_EXERCISE TASK_
Write out the items from the start through the line containing "Phrase: shoulder", inclusive, keeping every line the same.

_Coordinate labeling data_

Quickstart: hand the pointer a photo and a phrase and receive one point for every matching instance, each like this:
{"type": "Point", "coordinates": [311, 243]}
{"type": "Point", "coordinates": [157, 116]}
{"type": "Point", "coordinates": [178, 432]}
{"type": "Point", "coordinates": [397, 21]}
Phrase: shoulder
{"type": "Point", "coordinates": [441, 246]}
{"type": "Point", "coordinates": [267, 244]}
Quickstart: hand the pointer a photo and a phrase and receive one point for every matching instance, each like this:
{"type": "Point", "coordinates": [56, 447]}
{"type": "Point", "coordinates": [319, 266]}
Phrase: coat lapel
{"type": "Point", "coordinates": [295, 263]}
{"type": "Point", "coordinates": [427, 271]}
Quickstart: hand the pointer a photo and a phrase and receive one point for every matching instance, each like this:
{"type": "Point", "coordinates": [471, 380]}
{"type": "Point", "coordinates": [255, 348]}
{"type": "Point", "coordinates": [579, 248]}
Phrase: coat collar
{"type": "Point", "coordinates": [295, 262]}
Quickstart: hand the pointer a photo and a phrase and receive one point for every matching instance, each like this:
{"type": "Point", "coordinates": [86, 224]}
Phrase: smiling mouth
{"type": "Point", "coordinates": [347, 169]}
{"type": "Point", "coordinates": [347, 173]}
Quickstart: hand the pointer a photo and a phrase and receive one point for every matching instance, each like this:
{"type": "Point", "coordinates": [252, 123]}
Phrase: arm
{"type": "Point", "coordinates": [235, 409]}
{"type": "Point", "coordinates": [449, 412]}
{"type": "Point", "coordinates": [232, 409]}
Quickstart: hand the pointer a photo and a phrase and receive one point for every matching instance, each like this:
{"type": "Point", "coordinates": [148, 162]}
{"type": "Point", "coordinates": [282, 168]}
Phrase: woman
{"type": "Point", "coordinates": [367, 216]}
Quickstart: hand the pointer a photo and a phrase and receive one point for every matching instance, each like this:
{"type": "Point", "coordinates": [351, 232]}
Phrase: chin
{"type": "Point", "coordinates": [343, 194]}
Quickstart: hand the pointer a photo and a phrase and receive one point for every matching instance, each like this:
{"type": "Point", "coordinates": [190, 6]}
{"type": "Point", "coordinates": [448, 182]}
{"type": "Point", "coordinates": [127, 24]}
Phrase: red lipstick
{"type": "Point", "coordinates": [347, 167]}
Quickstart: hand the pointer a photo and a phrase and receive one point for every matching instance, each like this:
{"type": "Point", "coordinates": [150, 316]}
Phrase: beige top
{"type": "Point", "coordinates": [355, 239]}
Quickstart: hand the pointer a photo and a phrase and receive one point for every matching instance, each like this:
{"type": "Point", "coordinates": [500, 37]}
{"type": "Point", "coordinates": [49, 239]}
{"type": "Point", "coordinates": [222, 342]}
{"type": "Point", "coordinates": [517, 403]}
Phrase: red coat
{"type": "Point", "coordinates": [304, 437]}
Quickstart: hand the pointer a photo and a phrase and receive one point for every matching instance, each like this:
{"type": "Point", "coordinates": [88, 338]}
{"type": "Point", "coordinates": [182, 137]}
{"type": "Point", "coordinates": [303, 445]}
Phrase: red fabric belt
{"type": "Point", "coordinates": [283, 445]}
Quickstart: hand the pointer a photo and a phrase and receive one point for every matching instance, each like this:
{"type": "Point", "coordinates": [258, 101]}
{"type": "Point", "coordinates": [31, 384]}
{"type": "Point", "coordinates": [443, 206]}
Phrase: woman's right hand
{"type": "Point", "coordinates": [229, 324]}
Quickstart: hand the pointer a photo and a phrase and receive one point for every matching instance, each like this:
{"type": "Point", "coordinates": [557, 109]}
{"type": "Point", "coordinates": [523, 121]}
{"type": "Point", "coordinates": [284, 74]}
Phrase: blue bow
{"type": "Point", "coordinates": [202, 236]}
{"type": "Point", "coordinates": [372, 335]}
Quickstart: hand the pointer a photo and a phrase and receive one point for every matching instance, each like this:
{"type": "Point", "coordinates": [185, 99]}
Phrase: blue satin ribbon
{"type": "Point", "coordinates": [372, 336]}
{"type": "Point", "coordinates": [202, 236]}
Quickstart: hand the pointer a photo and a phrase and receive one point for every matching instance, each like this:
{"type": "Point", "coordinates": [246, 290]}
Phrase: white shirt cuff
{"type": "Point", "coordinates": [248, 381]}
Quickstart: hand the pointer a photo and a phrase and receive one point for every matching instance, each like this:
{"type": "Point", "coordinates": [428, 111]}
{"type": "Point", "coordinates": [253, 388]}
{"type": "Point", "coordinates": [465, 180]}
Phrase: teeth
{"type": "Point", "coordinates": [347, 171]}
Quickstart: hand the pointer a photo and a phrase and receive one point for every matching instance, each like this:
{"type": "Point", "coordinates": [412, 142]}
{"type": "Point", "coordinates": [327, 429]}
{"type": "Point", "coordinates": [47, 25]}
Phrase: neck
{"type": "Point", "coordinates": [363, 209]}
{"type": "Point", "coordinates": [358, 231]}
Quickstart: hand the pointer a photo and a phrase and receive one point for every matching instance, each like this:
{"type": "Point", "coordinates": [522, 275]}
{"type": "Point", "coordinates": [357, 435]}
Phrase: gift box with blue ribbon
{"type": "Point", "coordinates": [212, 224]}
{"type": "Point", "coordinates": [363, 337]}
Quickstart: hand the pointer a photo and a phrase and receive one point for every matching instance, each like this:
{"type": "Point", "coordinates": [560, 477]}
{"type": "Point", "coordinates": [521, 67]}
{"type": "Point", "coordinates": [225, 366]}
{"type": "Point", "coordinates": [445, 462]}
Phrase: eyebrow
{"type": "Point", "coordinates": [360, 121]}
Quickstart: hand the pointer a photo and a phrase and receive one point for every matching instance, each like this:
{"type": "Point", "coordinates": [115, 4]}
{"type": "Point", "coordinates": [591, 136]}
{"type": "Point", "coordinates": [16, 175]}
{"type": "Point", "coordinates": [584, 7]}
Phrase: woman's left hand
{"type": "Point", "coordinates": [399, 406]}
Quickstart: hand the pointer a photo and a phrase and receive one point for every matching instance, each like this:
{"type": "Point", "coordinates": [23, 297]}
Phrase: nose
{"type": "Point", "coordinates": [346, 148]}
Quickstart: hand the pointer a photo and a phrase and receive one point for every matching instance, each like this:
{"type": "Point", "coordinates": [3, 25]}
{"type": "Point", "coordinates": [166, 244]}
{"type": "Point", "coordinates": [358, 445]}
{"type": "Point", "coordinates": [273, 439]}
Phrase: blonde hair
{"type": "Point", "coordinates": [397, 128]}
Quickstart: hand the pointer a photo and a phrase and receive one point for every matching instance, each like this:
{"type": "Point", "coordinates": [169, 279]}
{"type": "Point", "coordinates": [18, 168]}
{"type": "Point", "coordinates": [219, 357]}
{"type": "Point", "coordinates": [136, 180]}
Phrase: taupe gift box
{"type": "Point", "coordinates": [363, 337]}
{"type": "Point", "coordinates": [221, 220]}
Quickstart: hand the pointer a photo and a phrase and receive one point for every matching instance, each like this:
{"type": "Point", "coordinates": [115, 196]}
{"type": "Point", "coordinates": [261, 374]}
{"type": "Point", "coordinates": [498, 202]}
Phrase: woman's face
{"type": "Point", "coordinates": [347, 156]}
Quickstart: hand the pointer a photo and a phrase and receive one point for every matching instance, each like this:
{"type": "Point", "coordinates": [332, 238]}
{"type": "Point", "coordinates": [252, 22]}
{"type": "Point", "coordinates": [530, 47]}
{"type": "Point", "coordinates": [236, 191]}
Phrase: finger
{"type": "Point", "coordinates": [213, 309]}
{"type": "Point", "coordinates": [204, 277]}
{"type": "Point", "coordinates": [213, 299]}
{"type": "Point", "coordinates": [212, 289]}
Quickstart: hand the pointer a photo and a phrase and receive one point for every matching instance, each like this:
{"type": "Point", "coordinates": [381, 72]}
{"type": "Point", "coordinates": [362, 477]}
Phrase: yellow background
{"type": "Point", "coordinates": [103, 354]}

_CORRECT RESULT_
Quickstart: hand the pointer a photo and a phrase and receive one point for every matching instance, each like this:
{"type": "Point", "coordinates": [311, 243]}
{"type": "Point", "coordinates": [157, 116]}
{"type": "Point", "coordinates": [178, 432]}
{"type": "Point", "coordinates": [397, 21]}
Phrase: shoulder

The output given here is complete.